**What the task asks:**
State how many of the lines below contain the word "jersey". Reply with only the number.

**Data records:**
+++
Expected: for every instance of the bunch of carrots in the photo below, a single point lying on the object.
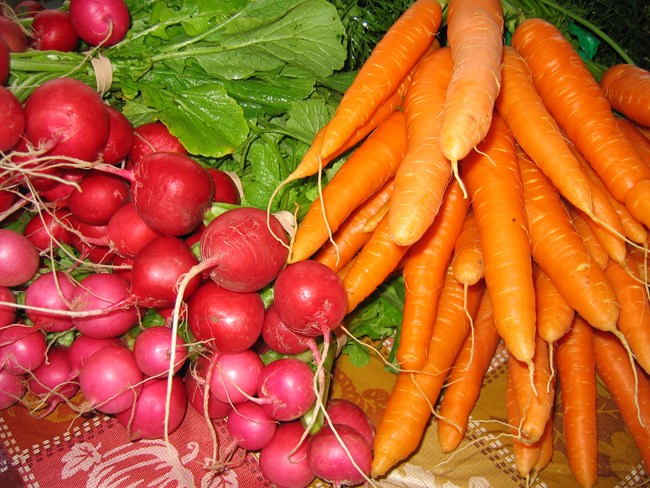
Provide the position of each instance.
(512, 191)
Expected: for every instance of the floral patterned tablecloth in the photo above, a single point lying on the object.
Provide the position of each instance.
(72, 451)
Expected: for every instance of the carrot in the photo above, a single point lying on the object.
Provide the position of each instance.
(492, 177)
(352, 234)
(596, 250)
(410, 403)
(554, 314)
(561, 253)
(578, 104)
(634, 316)
(424, 174)
(474, 34)
(424, 272)
(376, 260)
(627, 87)
(538, 134)
(535, 404)
(615, 370)
(466, 377)
(467, 262)
(577, 371)
(370, 166)
(389, 63)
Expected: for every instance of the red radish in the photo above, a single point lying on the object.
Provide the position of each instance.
(12, 120)
(22, 348)
(234, 376)
(120, 137)
(53, 381)
(225, 320)
(13, 35)
(19, 259)
(127, 232)
(7, 312)
(153, 137)
(284, 460)
(107, 292)
(195, 381)
(342, 411)
(100, 22)
(98, 197)
(67, 118)
(156, 270)
(12, 389)
(85, 346)
(250, 426)
(329, 460)
(286, 389)
(278, 337)
(53, 291)
(147, 418)
(110, 379)
(152, 350)
(52, 30)
(240, 250)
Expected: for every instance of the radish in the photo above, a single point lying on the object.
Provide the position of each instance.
(12, 119)
(285, 389)
(147, 418)
(53, 381)
(127, 232)
(284, 460)
(110, 380)
(235, 376)
(336, 464)
(156, 270)
(241, 252)
(107, 292)
(278, 337)
(250, 426)
(12, 388)
(52, 30)
(225, 320)
(120, 137)
(153, 137)
(53, 291)
(98, 197)
(342, 411)
(171, 192)
(152, 351)
(100, 22)
(66, 117)
(19, 259)
(22, 348)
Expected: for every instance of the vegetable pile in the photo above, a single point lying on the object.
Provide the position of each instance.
(202, 202)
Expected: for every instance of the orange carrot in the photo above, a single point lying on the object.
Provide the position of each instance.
(474, 33)
(352, 234)
(467, 262)
(424, 174)
(634, 316)
(578, 104)
(424, 272)
(537, 132)
(614, 368)
(464, 382)
(389, 63)
(492, 177)
(411, 402)
(577, 372)
(562, 254)
(627, 87)
(368, 168)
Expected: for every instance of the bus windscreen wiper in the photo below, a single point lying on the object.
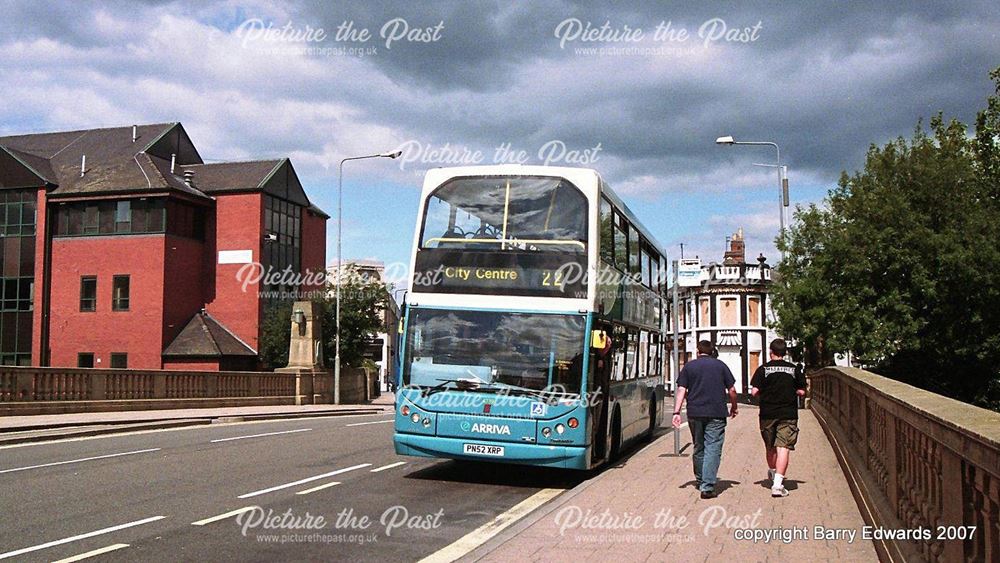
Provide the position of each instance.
(460, 384)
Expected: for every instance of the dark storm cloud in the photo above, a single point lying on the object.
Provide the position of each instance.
(823, 80)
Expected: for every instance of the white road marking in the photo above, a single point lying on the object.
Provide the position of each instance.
(78, 460)
(192, 427)
(390, 466)
(80, 537)
(364, 423)
(319, 488)
(482, 534)
(261, 435)
(304, 481)
(229, 514)
(94, 553)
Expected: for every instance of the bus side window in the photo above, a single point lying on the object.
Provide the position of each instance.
(620, 345)
(607, 232)
(621, 246)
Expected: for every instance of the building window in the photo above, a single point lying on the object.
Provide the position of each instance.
(729, 313)
(753, 303)
(88, 293)
(119, 360)
(17, 271)
(85, 360)
(110, 217)
(283, 229)
(119, 293)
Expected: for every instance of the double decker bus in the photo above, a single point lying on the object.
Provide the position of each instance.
(534, 326)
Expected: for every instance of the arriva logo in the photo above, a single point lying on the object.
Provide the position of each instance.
(491, 428)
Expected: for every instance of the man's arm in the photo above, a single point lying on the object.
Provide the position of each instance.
(678, 402)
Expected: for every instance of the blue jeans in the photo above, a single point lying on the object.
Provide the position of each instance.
(707, 434)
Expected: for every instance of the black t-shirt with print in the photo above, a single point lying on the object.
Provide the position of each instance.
(777, 381)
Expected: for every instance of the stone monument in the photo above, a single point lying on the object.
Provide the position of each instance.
(305, 355)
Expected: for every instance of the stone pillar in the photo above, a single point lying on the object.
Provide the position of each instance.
(305, 351)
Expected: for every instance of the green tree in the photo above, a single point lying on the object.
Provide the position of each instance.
(361, 305)
(898, 266)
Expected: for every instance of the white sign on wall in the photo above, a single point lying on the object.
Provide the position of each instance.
(689, 272)
(235, 256)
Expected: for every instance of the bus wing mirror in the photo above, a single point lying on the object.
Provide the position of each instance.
(598, 339)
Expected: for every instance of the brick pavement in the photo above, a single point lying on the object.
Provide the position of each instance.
(654, 482)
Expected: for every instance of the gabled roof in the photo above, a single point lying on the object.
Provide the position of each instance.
(115, 162)
(118, 164)
(232, 176)
(37, 165)
(274, 177)
(205, 337)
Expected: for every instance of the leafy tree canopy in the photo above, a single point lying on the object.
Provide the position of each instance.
(901, 265)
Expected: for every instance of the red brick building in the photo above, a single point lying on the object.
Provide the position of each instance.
(121, 247)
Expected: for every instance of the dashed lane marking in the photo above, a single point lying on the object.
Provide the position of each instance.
(304, 481)
(102, 531)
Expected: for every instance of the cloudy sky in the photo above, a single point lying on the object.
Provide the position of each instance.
(640, 93)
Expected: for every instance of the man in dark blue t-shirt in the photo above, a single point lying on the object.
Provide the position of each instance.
(705, 382)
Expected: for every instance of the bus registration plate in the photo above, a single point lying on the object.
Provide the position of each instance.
(482, 449)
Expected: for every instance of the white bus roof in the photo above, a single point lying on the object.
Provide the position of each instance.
(437, 176)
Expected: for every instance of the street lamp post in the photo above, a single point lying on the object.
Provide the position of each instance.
(728, 140)
(340, 224)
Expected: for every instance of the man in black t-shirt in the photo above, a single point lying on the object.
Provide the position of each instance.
(778, 384)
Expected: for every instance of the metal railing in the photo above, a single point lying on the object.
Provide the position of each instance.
(33, 384)
(915, 460)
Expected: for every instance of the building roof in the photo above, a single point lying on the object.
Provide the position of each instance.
(232, 176)
(205, 337)
(138, 159)
(116, 162)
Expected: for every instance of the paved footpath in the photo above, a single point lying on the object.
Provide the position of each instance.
(614, 516)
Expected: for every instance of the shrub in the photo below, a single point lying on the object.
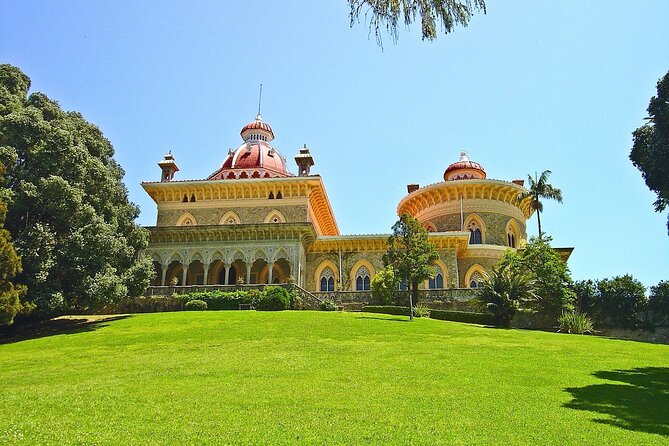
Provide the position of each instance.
(575, 322)
(274, 298)
(384, 285)
(195, 305)
(658, 302)
(327, 305)
(421, 311)
(464, 316)
(387, 309)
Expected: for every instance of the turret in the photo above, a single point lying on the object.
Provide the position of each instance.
(169, 167)
(304, 161)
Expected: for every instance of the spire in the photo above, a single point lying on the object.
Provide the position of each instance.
(259, 116)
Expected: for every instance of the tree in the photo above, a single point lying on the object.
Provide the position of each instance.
(650, 151)
(69, 213)
(504, 292)
(620, 302)
(389, 13)
(384, 285)
(10, 266)
(539, 188)
(658, 302)
(549, 273)
(410, 254)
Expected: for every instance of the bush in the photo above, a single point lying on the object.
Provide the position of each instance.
(274, 298)
(195, 305)
(575, 322)
(463, 316)
(327, 305)
(421, 311)
(387, 309)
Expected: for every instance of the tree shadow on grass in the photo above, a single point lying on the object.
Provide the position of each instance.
(63, 325)
(636, 400)
(379, 318)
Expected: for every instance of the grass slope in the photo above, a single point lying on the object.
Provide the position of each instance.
(328, 378)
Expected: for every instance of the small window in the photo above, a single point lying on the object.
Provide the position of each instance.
(362, 279)
(327, 280)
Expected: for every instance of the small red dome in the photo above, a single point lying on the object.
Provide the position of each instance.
(464, 169)
(258, 124)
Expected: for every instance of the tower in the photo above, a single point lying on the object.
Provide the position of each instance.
(304, 161)
(168, 166)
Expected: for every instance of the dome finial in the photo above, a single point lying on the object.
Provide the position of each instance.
(258, 116)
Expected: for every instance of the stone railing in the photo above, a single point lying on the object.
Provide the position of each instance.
(365, 297)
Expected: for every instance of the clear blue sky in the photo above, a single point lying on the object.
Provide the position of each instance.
(531, 85)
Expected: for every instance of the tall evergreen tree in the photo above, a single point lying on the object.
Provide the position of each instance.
(69, 214)
(650, 152)
(411, 254)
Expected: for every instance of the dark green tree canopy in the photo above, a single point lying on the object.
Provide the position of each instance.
(432, 14)
(650, 151)
(68, 209)
(410, 253)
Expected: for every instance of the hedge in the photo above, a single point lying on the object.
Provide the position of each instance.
(444, 315)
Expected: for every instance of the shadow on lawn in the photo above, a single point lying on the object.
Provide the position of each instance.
(51, 327)
(389, 319)
(637, 400)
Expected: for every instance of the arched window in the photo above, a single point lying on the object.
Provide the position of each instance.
(438, 281)
(511, 234)
(476, 280)
(475, 234)
(362, 279)
(327, 279)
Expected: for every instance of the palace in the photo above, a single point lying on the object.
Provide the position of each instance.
(252, 221)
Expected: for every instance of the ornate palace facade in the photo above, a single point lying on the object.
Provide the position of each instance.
(253, 221)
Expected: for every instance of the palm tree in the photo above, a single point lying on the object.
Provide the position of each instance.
(540, 188)
(505, 292)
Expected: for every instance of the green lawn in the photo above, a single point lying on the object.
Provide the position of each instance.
(328, 378)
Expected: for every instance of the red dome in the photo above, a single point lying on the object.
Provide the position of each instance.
(464, 169)
(258, 124)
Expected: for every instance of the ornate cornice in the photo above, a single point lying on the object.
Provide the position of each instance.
(425, 198)
(303, 232)
(230, 192)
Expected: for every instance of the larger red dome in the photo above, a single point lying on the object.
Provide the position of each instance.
(255, 158)
(464, 169)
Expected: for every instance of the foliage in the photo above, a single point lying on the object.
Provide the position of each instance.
(10, 266)
(327, 305)
(433, 13)
(658, 302)
(540, 188)
(620, 302)
(68, 213)
(387, 309)
(224, 300)
(505, 291)
(421, 311)
(410, 253)
(384, 285)
(650, 151)
(195, 305)
(274, 298)
(575, 322)
(548, 273)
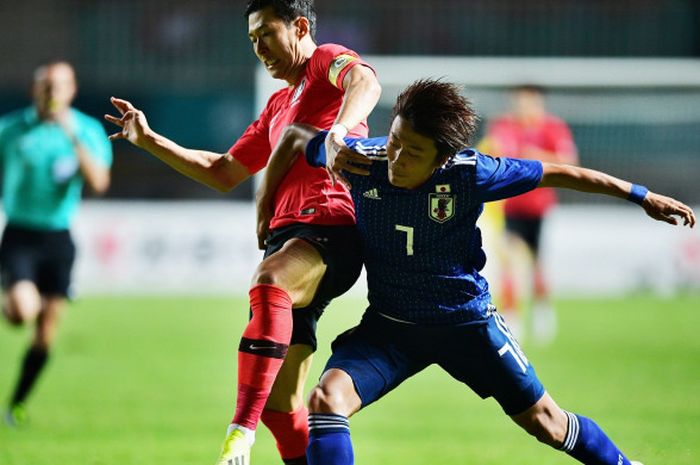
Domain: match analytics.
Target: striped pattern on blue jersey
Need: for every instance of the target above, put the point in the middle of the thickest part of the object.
(423, 250)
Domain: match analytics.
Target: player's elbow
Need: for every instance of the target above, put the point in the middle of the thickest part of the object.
(225, 174)
(99, 184)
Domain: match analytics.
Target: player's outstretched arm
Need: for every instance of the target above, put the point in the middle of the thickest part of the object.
(657, 206)
(218, 171)
(292, 142)
(362, 92)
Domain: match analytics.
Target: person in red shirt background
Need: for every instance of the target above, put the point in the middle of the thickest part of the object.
(313, 251)
(529, 131)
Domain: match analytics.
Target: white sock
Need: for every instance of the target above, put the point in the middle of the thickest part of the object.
(249, 433)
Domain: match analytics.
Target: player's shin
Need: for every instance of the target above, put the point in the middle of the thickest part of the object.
(291, 432)
(588, 444)
(329, 440)
(262, 350)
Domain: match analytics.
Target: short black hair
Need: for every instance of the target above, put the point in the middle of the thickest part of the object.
(438, 110)
(530, 87)
(287, 11)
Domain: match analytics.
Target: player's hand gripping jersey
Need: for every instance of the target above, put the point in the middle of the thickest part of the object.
(306, 195)
(422, 246)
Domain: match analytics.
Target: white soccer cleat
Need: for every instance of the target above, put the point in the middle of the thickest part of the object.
(236, 448)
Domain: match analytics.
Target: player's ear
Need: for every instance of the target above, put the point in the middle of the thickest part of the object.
+++
**Task answer:**
2